Requirement:
Would you transcribe the entries below word for word, omitting all images?

Extracted information:

= = = = = = =

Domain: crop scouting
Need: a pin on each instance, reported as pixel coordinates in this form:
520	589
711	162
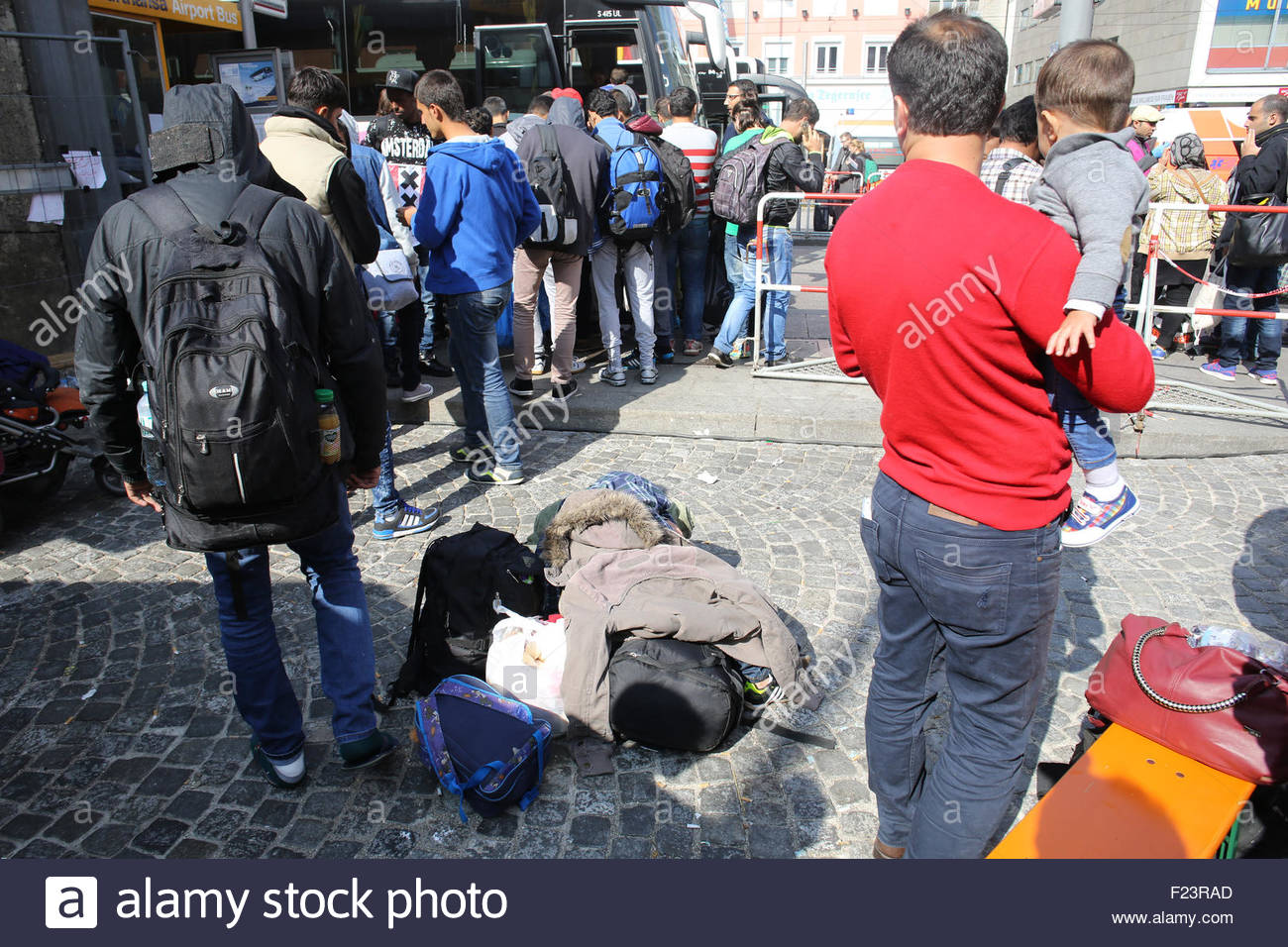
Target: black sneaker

= = = = = = =

Answer to the problem:
Domain: crop scouting
Need: a pin on each instance, reported as pixel coordinates in this form:
520	589
711	162
Target: black sneaker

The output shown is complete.